_What you will do:_ Reproduce the following entries verbatim, in full and in their original order, omitting the pictures.

--- begin Listed records ---

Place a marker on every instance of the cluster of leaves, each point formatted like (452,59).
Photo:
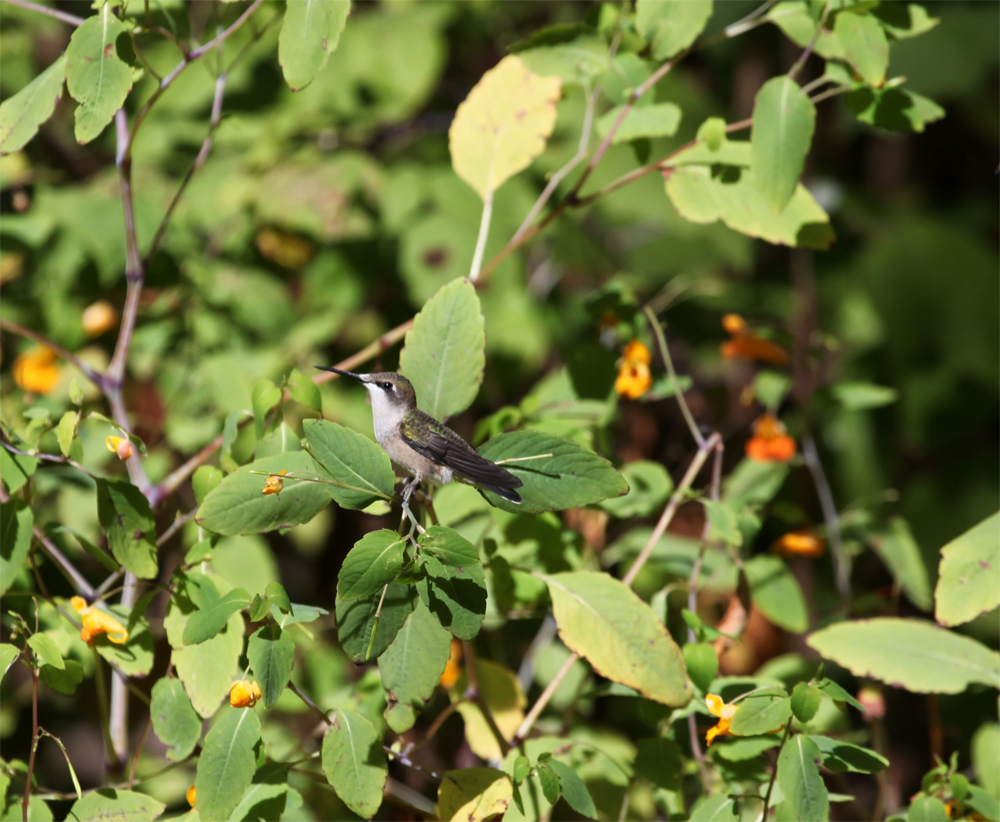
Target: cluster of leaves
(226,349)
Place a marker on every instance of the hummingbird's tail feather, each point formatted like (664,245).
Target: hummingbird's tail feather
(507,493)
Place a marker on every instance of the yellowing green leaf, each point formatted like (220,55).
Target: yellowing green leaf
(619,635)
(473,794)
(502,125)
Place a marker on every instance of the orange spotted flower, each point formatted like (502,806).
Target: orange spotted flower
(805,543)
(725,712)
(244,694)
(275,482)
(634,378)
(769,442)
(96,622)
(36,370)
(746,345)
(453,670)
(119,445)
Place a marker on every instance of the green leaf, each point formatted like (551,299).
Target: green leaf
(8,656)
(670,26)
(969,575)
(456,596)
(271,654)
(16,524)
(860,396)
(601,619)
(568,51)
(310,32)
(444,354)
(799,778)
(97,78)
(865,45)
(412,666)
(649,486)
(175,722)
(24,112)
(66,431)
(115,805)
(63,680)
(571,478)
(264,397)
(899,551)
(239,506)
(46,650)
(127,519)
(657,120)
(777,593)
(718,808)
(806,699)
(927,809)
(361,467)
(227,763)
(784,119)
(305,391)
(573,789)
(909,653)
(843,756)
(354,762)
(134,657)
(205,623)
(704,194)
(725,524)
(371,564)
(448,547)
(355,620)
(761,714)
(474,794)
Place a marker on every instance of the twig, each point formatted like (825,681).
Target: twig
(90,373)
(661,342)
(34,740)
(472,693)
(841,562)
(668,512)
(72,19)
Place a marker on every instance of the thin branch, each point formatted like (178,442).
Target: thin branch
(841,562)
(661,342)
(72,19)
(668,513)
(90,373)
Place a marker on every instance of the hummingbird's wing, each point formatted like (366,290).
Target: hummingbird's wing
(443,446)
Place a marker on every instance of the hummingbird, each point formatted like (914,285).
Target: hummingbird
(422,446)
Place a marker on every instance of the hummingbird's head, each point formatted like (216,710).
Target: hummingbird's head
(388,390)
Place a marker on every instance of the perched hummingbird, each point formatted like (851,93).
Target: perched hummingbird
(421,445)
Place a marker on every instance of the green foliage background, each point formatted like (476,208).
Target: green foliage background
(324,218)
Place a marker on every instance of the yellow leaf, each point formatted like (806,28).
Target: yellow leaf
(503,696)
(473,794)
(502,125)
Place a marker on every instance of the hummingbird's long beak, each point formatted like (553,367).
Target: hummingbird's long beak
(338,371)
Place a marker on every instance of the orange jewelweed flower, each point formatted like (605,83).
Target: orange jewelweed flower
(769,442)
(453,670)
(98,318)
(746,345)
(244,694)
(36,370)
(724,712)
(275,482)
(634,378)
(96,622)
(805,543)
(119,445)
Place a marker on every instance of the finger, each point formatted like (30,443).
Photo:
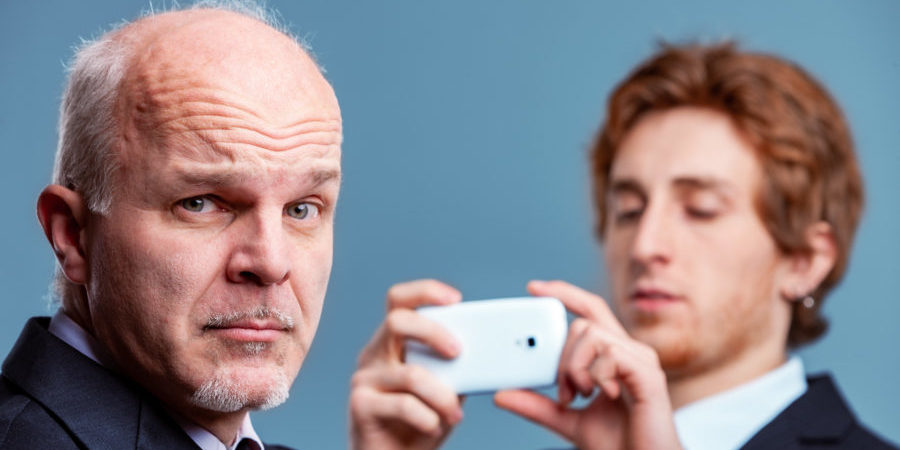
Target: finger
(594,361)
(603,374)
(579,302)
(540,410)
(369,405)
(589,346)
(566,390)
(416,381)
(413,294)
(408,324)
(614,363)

--- end Listed records ---

_Finished exercise:_
Place a marker on every instance of the cluster of leaves, each point formatted like (452,59).
Photo:
Target: cluster of leaves
(226,349)
Place a marker on every instance of the hummingbird's tail feather, each point formatted like (664,245).
Target: hummingbird's tail feather
(507,493)
Place a marker on every instance of the yellowing green leaf, each point formatted like (220,55).
Target: yellowing green leaf
(619,635)
(473,794)
(502,125)
Place a marker on every instance of the orange spotted flower, each point formatted like (502,806).
Target: orange spotted flower
(805,543)
(725,712)
(244,694)
(275,482)
(634,378)
(769,442)
(96,622)
(36,370)
(746,345)
(453,670)
(119,445)
Place a marker on every instance of the green leaf, each point formatted like (551,299).
Target: green leaf
(8,656)
(670,26)
(969,575)
(456,596)
(271,654)
(16,524)
(860,396)
(601,619)
(568,51)
(310,32)
(444,354)
(799,778)
(97,78)
(865,45)
(412,666)
(649,486)
(175,722)
(24,112)
(66,431)
(115,805)
(63,680)
(571,478)
(264,397)
(899,551)
(239,506)
(46,650)
(127,519)
(657,120)
(777,593)
(718,808)
(806,699)
(927,809)
(361,467)
(227,763)
(784,119)
(305,391)
(573,789)
(909,653)
(843,756)
(354,762)
(134,657)
(205,623)
(704,194)
(725,524)
(371,564)
(448,547)
(355,620)
(761,714)
(474,794)
Place a marker on every instance of the twig, each point formatted like (825,681).
Target: twig
(90,373)
(661,342)
(34,740)
(472,693)
(841,562)
(668,512)
(72,19)
Place a marker on every instance of the thin branch, each point formatted like (178,442).
Target: thin branch
(841,562)
(661,342)
(72,19)
(668,513)
(90,373)
Place a marker on every instance of the hummingbird's wing, each point formatted like (366,290).
Target: hummingbird's wing
(443,446)
Place a marker on every instance of the hummingbird, each point formatted like (914,285).
Target: hummingbird
(422,446)
Place a marker on every instance of the hummingbird's head, each point formatted like (216,710).
Target: hummingbird's head
(388,390)
Place a marker on every instance of the perched hummingbird, each point formatted like (851,93).
Target: perched hummingbird
(421,445)
Place a marker on every instance of the green foliage background, each point formatted like (476,208).
Target: green foliage background
(324,218)
Place a marker on every instance of the yellow leaf, each point formatted like (806,28).
Target: yellow leaf
(503,696)
(473,794)
(502,125)
Place a marker on every instance of the hummingbird's long beak, each point formatted like (553,367).
Target: hummingbird's long beak
(338,371)
Place a marker on every instance of the orange jewelweed flower, each point formatted like (605,83).
Target: orange jewelweed flower
(769,442)
(453,670)
(98,318)
(746,345)
(244,694)
(36,370)
(724,712)
(275,482)
(634,378)
(96,622)
(805,543)
(119,445)
Place a marker on every instance of the finger, each point formatted like (30,443).
Photo:
Target: finger
(594,361)
(603,374)
(579,302)
(540,410)
(369,405)
(589,346)
(566,390)
(416,381)
(413,294)
(408,324)
(614,363)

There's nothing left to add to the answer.